• **STUDY QUESTIONS**:
a) In the interview about Germany's energy gamble, what did people in big cities worry about at the beginning of the 20th century?
b) Continue the interview about Germany's energy gamble from where it stops.

Germany’s Energy Gamble
Statement: What role should nuclear energy, synthetic fuels, new technologies and artificial intelligence play?
Gerd Ganteför: We have to remain technologically open. It is very difficult to predict the future over decades. At the beginning of the 20th century, people worried about too much horse manure in big cities. Then cars arrived, and the problem disappeared. In the same way, there may be new technologies in the future that we cannot yet take into account.
Nuclear energy is an important building block here. Artificial intelligence will also play an enormous role. Without energy, there is no AI, but with AI we may be able to achieve technological breakthroughs. That applies especially to the development of functioning fusion reactors or new materials.
A country that does not take part in these developments will fall behind. The US and China are pushing AI forward. Europe, and Germany in particular, risks taking itself out of the race.
Statement: You are especially critical of Germany. Why?

• **DATA EXTRACTS**:
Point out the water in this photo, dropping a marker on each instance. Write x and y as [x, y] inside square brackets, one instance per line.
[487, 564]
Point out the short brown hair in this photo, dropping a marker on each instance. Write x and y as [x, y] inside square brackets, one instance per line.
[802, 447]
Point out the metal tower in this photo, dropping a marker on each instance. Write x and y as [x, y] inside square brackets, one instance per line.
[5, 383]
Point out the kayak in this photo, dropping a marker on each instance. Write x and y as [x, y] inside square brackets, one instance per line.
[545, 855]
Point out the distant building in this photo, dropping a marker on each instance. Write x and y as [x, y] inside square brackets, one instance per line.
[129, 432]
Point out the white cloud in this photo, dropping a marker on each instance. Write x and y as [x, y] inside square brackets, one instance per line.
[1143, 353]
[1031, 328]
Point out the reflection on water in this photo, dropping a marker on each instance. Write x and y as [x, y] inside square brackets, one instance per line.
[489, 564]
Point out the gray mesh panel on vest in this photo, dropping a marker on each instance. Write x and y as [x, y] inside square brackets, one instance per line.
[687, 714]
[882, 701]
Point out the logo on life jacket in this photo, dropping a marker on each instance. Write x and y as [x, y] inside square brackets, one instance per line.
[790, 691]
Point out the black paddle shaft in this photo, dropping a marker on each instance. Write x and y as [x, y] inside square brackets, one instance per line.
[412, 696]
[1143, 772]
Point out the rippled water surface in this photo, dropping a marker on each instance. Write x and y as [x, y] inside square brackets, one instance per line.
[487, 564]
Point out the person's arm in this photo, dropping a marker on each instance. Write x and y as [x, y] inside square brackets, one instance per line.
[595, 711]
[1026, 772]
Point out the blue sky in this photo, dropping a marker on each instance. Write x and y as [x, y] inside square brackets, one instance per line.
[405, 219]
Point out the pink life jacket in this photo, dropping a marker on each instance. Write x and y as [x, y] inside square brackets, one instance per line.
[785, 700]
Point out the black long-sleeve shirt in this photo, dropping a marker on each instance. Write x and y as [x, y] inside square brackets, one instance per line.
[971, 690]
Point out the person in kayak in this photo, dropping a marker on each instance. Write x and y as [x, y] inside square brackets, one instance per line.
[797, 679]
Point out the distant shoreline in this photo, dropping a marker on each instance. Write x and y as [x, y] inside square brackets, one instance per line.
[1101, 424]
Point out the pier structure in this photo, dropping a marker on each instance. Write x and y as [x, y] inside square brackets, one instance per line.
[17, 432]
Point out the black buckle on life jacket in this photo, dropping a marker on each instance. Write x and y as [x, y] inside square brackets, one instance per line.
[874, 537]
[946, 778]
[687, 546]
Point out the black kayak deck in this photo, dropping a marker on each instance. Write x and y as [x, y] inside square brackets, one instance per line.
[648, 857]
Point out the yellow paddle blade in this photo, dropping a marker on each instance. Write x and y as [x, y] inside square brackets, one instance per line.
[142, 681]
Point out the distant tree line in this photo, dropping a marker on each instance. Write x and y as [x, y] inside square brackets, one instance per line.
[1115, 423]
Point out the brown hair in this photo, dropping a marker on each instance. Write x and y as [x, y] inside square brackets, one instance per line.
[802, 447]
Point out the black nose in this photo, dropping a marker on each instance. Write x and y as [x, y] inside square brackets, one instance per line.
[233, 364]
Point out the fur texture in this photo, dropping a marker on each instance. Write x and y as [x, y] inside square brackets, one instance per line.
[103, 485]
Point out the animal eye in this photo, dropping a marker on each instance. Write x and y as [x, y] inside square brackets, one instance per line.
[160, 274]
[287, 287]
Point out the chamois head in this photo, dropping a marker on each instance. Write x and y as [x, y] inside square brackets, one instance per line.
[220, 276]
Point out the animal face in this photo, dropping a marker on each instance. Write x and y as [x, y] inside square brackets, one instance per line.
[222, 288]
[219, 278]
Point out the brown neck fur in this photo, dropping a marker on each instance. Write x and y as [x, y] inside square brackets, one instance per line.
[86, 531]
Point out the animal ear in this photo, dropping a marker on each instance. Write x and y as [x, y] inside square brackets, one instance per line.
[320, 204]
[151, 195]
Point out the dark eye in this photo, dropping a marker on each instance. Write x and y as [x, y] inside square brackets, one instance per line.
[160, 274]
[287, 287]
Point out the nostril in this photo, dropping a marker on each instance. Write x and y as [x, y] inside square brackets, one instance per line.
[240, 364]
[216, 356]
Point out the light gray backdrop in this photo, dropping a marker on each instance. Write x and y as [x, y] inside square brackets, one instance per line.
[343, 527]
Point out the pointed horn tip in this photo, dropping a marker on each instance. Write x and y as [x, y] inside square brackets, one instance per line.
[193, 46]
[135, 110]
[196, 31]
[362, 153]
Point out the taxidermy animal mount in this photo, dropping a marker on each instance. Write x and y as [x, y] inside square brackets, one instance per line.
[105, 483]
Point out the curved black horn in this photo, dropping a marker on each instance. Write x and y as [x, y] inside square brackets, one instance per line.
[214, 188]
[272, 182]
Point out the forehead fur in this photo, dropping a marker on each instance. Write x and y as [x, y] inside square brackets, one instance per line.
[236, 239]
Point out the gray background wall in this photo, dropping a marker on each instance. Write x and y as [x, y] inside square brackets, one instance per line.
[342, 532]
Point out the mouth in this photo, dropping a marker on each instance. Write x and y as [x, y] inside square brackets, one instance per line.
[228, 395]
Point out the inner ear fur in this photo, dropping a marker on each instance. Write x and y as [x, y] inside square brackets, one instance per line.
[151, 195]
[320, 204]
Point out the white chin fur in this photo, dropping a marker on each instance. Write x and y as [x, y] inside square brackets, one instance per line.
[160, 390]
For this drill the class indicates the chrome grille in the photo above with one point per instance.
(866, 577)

• **TASK-BY-TASK OUTPUTS**:
a) Too much horse manure.

b)
Gerd Ganteför: Germany believes it can supply itself with wind and solar power alone. At the same time, nuclear power plants were shut down. When you talk about that in the US or Asia, people ask why we are destroying ourselves.
Germany was never a model country for climate policy. In solar research, there was strong science. Because of high subsidies, manufacturers lacked pressure to become more efficient. China had that pressure and the will to act. It wanted to escape poverty, and that created enormous industrial momentum.
You can see it with electric cars. China has massively advanced battery technology and electric drives. Europe, meanwhile, has politically damaged its own combustion engine technology. That is not a sign of strategic strength.
Statement: You often speak about education and critical thinking. What does that have to do with climate policy?
Gerd Ganteför: A great deal. I have worked in education and research all my life. I wanted to teach young people critical thinking. Today, I have the impression that critical thinking is increasingly disappearing in Germany.
On climate, the pandemic and other issues, dissenting opinions are quickly condemned on moral grounds. People no longer ask critical questions. Instead, they adopt the political line. Europe’s advantage was the Enlightenment, meaning the ability to question authority. If we lose our capacity for criticism, we also lose our technological and economic future.
Statement: How do you view Germany’s energy transition, especially wind power and solar energy?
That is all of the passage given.